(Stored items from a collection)
* Begin *
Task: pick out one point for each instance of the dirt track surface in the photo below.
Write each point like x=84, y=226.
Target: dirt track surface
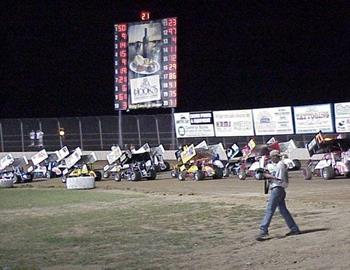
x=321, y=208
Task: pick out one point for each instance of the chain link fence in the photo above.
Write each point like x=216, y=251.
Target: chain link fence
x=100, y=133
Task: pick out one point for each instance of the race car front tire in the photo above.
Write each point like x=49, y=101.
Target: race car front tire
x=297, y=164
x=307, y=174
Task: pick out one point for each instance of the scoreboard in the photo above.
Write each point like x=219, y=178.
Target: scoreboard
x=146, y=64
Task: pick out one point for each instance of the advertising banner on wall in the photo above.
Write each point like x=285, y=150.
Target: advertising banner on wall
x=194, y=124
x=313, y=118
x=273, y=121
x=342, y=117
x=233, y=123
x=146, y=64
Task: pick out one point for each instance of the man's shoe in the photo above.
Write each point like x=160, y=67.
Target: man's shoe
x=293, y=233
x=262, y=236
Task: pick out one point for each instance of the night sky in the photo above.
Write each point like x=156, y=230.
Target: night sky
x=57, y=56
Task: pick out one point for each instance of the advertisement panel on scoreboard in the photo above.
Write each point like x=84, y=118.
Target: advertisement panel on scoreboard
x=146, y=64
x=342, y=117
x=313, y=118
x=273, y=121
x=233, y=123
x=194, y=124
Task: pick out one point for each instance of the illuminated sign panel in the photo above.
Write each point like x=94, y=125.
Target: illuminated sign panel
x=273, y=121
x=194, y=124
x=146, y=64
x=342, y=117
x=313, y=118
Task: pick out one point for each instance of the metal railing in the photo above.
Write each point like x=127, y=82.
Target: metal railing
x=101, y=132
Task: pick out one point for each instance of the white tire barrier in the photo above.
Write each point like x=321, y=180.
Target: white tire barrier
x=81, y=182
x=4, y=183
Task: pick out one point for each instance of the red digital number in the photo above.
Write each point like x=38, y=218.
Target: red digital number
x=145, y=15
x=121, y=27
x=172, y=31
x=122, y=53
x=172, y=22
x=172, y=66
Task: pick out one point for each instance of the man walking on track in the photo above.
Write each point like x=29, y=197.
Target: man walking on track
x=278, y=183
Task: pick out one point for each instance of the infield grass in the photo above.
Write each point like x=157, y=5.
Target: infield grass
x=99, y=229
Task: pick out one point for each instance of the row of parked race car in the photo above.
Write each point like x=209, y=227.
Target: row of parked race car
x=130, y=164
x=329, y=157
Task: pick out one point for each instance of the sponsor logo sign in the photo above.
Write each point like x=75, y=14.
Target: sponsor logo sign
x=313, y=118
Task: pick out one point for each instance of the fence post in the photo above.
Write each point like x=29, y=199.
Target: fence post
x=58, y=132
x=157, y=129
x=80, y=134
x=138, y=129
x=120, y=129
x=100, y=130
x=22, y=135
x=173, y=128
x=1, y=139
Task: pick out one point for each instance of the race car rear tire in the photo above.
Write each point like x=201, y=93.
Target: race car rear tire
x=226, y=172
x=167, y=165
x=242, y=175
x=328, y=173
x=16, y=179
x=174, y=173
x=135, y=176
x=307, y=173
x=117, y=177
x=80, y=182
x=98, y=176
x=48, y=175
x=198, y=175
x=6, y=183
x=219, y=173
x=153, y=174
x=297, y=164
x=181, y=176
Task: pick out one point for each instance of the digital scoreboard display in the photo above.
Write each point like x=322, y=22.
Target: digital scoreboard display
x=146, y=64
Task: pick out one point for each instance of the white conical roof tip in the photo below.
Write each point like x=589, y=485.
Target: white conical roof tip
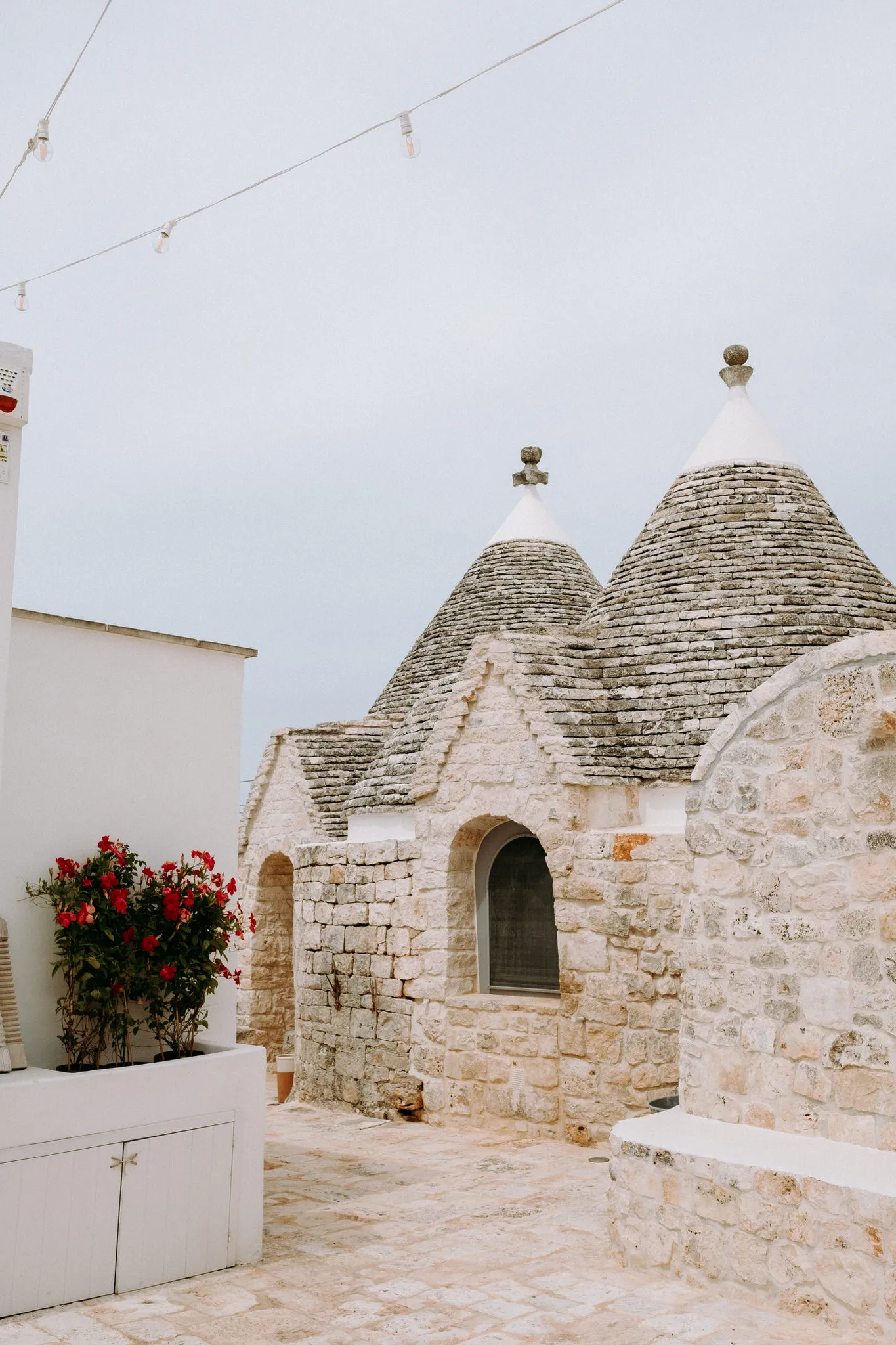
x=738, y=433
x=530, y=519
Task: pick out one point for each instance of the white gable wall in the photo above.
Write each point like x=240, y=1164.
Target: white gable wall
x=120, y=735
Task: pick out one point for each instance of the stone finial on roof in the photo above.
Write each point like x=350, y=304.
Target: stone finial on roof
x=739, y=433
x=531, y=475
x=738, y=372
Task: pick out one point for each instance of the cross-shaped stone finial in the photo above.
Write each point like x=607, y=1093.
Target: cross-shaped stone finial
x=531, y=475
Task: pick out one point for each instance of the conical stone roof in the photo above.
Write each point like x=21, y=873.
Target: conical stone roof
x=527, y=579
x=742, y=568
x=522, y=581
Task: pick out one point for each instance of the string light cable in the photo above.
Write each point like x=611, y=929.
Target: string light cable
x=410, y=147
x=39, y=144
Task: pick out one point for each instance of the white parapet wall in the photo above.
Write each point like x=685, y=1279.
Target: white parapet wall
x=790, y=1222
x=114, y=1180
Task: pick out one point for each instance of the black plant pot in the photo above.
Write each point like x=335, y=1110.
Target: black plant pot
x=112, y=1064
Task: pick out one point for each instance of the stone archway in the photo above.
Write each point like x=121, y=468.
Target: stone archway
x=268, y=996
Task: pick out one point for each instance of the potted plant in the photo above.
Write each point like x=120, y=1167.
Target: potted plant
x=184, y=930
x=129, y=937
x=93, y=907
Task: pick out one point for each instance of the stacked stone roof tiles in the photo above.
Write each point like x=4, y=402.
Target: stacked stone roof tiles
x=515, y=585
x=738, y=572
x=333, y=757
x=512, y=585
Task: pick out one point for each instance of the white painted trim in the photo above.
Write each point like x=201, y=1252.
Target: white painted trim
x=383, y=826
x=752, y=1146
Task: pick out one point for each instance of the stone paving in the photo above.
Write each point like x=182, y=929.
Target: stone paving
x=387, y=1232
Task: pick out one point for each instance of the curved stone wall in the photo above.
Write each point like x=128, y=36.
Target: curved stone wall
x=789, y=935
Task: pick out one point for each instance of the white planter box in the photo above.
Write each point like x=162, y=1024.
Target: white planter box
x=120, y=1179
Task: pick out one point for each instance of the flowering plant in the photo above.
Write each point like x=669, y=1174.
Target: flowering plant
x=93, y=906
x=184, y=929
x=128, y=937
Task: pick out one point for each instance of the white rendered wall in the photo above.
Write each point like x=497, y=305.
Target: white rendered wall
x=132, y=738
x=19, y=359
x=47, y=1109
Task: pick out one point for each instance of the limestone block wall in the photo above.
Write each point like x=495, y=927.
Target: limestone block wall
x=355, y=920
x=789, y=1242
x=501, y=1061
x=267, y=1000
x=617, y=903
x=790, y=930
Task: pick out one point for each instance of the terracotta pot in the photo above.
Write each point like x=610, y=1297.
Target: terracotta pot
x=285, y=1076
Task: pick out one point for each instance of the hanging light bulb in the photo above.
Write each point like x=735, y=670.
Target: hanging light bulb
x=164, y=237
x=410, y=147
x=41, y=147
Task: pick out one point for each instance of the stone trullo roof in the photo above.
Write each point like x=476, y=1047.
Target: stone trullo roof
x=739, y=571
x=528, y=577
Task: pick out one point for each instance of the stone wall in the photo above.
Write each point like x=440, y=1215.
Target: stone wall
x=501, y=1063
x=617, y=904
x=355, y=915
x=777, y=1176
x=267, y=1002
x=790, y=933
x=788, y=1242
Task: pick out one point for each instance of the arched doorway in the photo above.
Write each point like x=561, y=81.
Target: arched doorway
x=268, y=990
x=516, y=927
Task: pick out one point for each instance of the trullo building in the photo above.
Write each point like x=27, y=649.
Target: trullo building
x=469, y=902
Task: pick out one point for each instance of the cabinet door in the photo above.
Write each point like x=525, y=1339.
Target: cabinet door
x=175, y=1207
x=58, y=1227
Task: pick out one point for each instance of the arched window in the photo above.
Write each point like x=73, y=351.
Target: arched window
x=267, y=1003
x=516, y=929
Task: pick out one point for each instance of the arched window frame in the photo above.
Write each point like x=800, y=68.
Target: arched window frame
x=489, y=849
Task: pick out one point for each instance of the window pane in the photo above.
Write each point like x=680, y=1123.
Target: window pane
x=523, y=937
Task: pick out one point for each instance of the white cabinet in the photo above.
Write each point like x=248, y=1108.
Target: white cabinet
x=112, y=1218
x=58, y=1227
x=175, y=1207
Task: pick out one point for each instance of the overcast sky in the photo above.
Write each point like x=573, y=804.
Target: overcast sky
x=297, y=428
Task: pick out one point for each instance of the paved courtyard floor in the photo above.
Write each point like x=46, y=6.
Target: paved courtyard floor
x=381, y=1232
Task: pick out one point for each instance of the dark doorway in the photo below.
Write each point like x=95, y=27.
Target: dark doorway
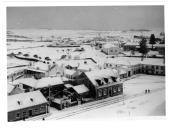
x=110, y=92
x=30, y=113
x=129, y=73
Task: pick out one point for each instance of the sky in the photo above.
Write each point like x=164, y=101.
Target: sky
* End *
• SHORT PROBLEM
Rewrite everything from the line containing "Task: pick out one point for each instance of the overcast" down to the end of the entries, including the requests, with each x and y coordinate in the answers multiplied by 2.15 and rounded to a whole number, halves rounded up. Keep the numbers in the requests and their format samples unchanged, and leave the pictures out.

• ANSWER TO THIS TASK
Task: pick out one point for each instance of the overcast sky in the photo above.
Write each point like x=573, y=804.
Target: overcast sky
x=639, y=920
Task: pick out one point for each instance of the paved courtyard floor in the photo above.
Write each point like x=46, y=6.
Target: paved courtyard floor
x=819, y=2649
Task: pick out one point for each instance of the dark doorway in the photo below.
Write each point like x=95, y=27.
Target: dark doorway
x=237, y=198
x=65, y=243
x=277, y=157
Task: pick out one point for each instance of the sky in the photo above.
Write each point like x=164, y=101.
Target: sky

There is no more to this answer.